[Stated task]: Copy out all the entries exactly.

[Material for this task]:
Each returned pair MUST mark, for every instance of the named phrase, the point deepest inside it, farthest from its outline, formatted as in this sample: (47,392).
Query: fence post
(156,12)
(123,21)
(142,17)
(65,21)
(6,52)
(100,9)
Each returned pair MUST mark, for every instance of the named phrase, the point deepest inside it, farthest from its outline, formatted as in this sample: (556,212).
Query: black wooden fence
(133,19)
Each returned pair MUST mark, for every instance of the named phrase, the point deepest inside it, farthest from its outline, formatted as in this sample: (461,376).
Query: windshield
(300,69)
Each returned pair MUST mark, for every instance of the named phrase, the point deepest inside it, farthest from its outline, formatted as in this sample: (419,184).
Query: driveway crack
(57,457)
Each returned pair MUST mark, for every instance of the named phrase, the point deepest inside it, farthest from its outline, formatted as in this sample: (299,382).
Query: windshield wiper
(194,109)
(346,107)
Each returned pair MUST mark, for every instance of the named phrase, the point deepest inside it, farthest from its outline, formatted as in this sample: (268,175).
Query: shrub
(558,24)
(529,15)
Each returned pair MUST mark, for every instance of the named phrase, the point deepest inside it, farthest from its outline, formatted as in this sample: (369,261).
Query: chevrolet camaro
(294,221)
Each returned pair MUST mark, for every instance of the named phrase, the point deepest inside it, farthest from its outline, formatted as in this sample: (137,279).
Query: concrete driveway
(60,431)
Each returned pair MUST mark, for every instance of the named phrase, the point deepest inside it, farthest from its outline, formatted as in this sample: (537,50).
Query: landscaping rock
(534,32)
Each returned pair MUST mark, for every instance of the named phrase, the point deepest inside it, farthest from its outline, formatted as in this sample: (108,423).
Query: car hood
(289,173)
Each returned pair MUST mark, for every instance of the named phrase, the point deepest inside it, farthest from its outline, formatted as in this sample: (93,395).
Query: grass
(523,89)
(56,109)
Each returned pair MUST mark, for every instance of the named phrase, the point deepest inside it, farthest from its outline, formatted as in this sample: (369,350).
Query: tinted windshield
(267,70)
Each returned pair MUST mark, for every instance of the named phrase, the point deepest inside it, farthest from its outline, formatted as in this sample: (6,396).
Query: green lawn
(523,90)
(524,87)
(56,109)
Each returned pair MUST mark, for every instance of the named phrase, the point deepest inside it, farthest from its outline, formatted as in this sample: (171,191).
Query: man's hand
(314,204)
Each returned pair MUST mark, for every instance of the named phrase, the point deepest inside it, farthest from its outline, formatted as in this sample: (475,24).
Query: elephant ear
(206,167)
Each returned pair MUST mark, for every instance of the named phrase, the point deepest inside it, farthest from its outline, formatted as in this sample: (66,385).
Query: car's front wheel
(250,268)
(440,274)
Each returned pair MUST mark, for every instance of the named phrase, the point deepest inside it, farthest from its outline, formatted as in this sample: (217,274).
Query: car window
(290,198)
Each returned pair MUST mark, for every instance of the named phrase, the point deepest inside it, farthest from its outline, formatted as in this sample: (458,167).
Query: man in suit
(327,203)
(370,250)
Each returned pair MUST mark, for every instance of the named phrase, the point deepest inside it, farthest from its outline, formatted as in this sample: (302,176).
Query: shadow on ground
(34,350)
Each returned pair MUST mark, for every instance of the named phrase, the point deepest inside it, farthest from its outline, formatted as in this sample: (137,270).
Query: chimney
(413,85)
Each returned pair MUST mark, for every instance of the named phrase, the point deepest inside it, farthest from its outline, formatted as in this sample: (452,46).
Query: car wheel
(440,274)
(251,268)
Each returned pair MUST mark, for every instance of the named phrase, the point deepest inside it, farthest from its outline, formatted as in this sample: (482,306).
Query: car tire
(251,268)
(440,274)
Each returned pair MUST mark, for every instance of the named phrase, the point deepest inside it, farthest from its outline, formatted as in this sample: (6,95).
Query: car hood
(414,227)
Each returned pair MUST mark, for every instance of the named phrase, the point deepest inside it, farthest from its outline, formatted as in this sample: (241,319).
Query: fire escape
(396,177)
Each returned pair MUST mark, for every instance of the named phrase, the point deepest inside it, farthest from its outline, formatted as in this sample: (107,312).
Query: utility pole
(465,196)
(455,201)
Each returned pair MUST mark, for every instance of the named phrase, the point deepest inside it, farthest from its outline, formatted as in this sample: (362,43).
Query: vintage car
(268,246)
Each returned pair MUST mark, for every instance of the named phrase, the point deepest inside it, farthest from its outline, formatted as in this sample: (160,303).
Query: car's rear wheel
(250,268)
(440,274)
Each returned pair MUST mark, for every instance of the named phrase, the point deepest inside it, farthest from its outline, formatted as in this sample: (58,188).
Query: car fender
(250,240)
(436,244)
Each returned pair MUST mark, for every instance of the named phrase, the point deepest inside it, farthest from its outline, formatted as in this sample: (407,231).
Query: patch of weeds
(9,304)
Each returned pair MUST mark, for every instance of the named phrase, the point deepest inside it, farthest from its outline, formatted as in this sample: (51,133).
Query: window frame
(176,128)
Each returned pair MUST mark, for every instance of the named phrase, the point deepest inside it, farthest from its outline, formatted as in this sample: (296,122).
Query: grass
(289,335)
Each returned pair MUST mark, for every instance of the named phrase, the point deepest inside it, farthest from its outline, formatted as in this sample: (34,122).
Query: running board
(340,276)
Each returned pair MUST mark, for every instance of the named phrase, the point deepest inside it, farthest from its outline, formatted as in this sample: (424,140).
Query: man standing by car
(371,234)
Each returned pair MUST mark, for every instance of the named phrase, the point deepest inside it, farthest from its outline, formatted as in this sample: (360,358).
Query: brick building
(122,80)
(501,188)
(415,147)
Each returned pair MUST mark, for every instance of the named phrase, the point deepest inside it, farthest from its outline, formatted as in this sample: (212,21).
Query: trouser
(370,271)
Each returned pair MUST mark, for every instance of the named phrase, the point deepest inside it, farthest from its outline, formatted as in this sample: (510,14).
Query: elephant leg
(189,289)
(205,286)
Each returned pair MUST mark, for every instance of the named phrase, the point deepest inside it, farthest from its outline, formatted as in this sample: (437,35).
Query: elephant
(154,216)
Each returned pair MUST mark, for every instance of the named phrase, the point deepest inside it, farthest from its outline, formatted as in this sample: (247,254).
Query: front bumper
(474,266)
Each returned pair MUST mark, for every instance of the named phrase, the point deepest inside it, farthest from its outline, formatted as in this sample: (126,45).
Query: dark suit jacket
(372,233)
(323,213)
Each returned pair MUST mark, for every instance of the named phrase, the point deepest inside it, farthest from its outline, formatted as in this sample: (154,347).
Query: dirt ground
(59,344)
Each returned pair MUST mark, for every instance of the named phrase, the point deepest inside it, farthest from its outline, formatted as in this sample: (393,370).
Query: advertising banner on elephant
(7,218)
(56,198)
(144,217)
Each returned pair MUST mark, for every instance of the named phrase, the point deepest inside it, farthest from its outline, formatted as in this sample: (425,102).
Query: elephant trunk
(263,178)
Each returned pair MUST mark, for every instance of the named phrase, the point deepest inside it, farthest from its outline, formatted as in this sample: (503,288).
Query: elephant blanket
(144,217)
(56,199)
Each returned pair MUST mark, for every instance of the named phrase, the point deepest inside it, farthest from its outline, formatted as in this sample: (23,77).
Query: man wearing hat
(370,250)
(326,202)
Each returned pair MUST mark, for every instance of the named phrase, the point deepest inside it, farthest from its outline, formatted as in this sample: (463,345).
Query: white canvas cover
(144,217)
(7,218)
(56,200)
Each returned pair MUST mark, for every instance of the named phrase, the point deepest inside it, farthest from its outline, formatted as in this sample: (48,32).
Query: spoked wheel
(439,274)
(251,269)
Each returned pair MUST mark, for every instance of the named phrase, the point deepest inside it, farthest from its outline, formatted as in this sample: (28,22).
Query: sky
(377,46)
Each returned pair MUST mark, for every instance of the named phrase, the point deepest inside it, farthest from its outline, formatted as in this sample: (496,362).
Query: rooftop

[Finished answer]:
Each returned pair MUST mark, for every instance of the named phrase, the point deepest inside it, farthest from its outline, formatted as in this sample: (47,392).
Query: fence post
(156,12)
(123,21)
(142,17)
(65,21)
(6,52)
(100,9)
Each returned pair MUST mark, for every instance of the named phrase, the point deepest inside it, farthest from its outline, formatted as in this sample: (556,212).
Query: black wooden fence
(133,19)
Each returned pair MUST mark, for every instance of the named phrase, the point deepest inside it, farthest from its outline, formatted as in this sample: (461,376).
Query: windshield
(300,69)
Each returned pair MUST mark, for every instance of the named phrase, the point deepest inside it, farthest from its outline, formatted as in this sample: (419,184).
Query: driveway crack
(57,457)
Each returned pair MUST mark, for every instance of the named phrase, the point deepest inside it, farthest from its outline, formatted as in this sample: (299,382).
Query: windshield wiper
(194,109)
(346,107)
Each returned pair MUST mark, for every instance of the named phrase, the point deepest inside it, farthest from its outline, formatted as in this sample: (268,175).
Query: shrub
(558,24)
(529,15)
Each returned pair MUST mark, for every instance of the named phrase, the point deepest inside it, farthest from its outline, formatted as in this sample: (369,261).
Query: chevrolet camaro
(294,221)
Each returned pair MUST mark, for every instance of the named phrase, the point deepest inside it, farthest from its outline, formatted as in this sample: (137,279).
Query: concrete driveway
(60,431)
Each returned pair MUST mark, for every instance of the named phrase, the point deepest inside it, farthest from its outline, formatted as in this sample: (537,50).
Query: landscaping rock
(534,32)
Each returned pair MUST mark, for every instance of the named phrase, the point deepest inside it, farthest from its outline, formatted as in this sample: (108,423).
Query: car hood
(289,173)
Each returned pair MUST mark, for every instance of the named phrase, the point deepest inside it, farthest from its outline, formatted as in this sample: (93,395).
Query: grass
(523,89)
(56,109)
Each returned pair MUST mark, for every instance of the named phrase, the point deepest inside it, farthest from its outline, formatted as in this sample: (369,350).
Query: tinted windshield
(267,70)
Each returned pair MUST mark, for every instance of the named phrase, the point deepest inside it, farthest from its outline, formatted as in this sample: (6,396).
Query: green lawn
(523,90)
(524,87)
(56,109)
Each returned pair MUST mark, for every instance of the named phrase, the point deepest inside it, farthest from its outline, formatted as in this sample: (171,191).
Query: man's hand
(314,204)
Each returned pair MUST mark, for every instance of the named phrase, the point deepest inside it, farthest from its outline, formatted as in this sample: (475,24).
Query: elephant ear
(206,167)
Each returned pair MUST mark, for every instance of the named phrase, the point deepest inside it, farthest from its outline, formatted as in this sample: (66,385).
Query: car's front wheel
(250,268)
(440,274)
Each returned pair MUST mark, for every instance of the named phrase, the point deepest inside it, farthest from its outline, formatted as in this sample: (217,274).
Query: car window
(290,198)
Each returned pair MUST mark, for every instance of the named phrase, the point deepest inside it, farthest from its outline, formatted as in this sample: (458,167).
Query: man in suit
(327,203)
(370,250)
Each returned pair MUST mark, for every instance of the named phrase, the point deepest inside it, farthest from its outline, formatted as in this sample: (302,176).
Query: shadow on ground
(34,350)
Each returned pair MUST mark, for every instance of the named phrase, the point deepest inside it, farthest from its outline, formatted as in this sample: (137,270).
Query: chimney
(413,85)
Each returned pair MUST mark, for every instance of the named phrase, the point deepest inside it, farthest from its outline, formatted as in this sample: (452,46).
Query: car wheel
(440,274)
(251,268)
Each returned pair MUST mark, for every instance of the named phrase, the point deepest inside it, farthest from its outline, formatted as in this sample: (482,306).
Query: car tire
(251,268)
(440,274)
Each returned pair MUST mark, for every instance of the named phrase, the point deepest inside it, farthest from its outline, formatted as in this sample: (6,95).
Query: car hood
(414,227)
Each returned pair MUST mark, for every instance of the named phrase, the point deepest inside it, farthest from its outline, formatted as in this sample: (241,319).
Query: fire escape
(396,177)
Each returned pair MUST mark, for every instance of the named phrase, the point deepest inside it, farthest from its outline, formatted as in this sample: (107,312).
Query: utility pole
(465,196)
(455,201)
Each returned pair MUST mark, for every instance of the named phrase, the point deepest inside it, farthest from its outline, formatted as in this sample: (362,43).
Query: vintage car
(268,246)
Each returned pair MUST mark, for every instance of the named phrase, the point deepest inside it, farthest from its outline, formatted as in this sample: (160,303).
Query: car's rear wheel
(250,268)
(440,274)
Each returned pair MUST mark, for every instance of the named phrase, the point deepest inside it, farthest from its outline, formatted as in this sample: (58,188).
Query: car fender
(250,240)
(436,244)
Each returned pair MUST mark, for every instance of the named phrase, the point deepest inside it, farthest from its outline, formatted as in this sample: (407,231).
Query: patch of weeds
(9,304)
Each returned pair MUST mark, for every instance of the named phrase, the point deepest inside it, farthest from its outline, formatted as in this sample: (51,133).
Query: window frame
(176,128)
Each returned pair MUST mark, for every instance of the named phrase, the point deepest inside it, farthest from its outline, formatted as in this sample: (296,122).
Query: grass
(289,335)
Each returned pair MUST mark, for every instance of the named phrase, the point deepest inside it, farthest from its outline, formatted as in this sample: (34,122).
Query: running board
(340,276)
Each returned pair MUST mark, for every instance of the named phrase, the point deepest inside it, farthest from its outline, formatted as in this sample: (424,140).
Query: man standing by car
(371,234)
Each returned pair MUST mark, for every instance of the named phrase, the point deepest inside it, farthest from its outline, formatted as in this sample: (360,358).
Query: brick building
(122,80)
(501,188)
(415,147)
Each returned pair MUST mark, for every instance of the named phrase, the point deepest inside it, farthest from its outline, formatted as in this sample: (212,21).
Query: trouser
(370,271)
Each returned pair MUST mark, for every instance of the named phrase, the point deepest inside it, farthest from its outline, formatted as in this sample: (510,14).
Query: elephant leg
(189,289)
(205,286)
Each returned pair MUST mark, for every instance of the named phrase, the point deepest inside it, farthest from its outline, formatted as in this sample: (437,35).
Query: elephant
(154,216)
Each returned pair MUST mark, for every instance of the named phrase, the point deepest inside it, farthest from its outline, formatted as in this sample: (247,254).
Query: front bumper
(474,266)
Each returned pair MUST mark, for every instance of the named phrase, the point deepest inside it, farthest from its outline, formatted as in this sample: (126,45).
Query: dark suit jacket
(372,233)
(323,213)
Each returned pair MUST mark, for every instance of the named phrase, the point deepest inside it, farthest from its outline, formatted as in this sample: (154,347).
Query: dirt ground
(59,344)
Each returned pair MUST mark, for every instance of the named phrase, the point deepest inside it, farthest from its outline, formatted as in this sample: (393,370).
Query: advertising banner on elephant
(7,218)
(56,198)
(144,217)
Each returned pair MUST mark, for every instance of the named phrase, the point deepest inside it, farthest from its outline, formatted as in this sample: (425,102).
Query: elephant trunk
(263,178)
Each returned pair MUST mark, for every instance of the named phrase, the point deepest inside it, farthest from its outline, formatted as in this sample: (503,288).
Query: elephant blanket
(144,217)
(56,199)
Each returned pair MUST mark, for every instance of the named phrase, the point deepest inside it, farthest from its outline, formatted as in this sample: (23,77).
Query: man wearing hat
(370,250)
(326,202)
Each returned pair MUST mark, for every instance of the named phrase, the point deepest inside it, farthest from its outline, formatted as in this sample: (463,345).
Query: white canvas cover
(144,217)
(7,218)
(56,200)
Each returned pair MUST mark, for every instance of the named phrase, the point deepest inside it, farthest from its outline, formatted as in this sample: (48,32).
Query: spoked wheel
(439,274)
(251,269)
Each returned pair MUST mark, for every instance of the named phrase, the point deepest inside it, farthest from its outline, formatted as in this sample: (28,22).
Query: sky
(377,46)
Each returned pair MUST mark, for every instance of the named phrase, the point deepest inside it, farthest from its outline, formatted as in this sample: (496,362).
Query: rooftop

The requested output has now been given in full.